> [Problem to work on]
Locate each line below that includes "viewing" and reproduce it.

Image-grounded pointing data
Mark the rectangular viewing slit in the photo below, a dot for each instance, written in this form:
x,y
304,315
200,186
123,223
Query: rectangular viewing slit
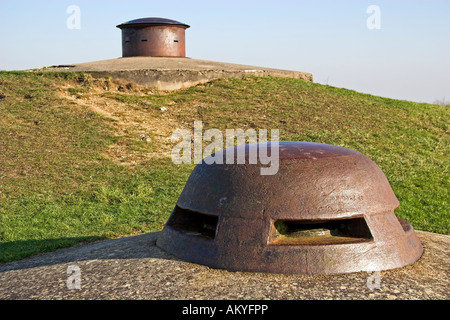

> [Answer for the task]
Mark the rectangular viewing slit in the photo below, a dot for each instance, written in this form:
Query: rectangular viewing slit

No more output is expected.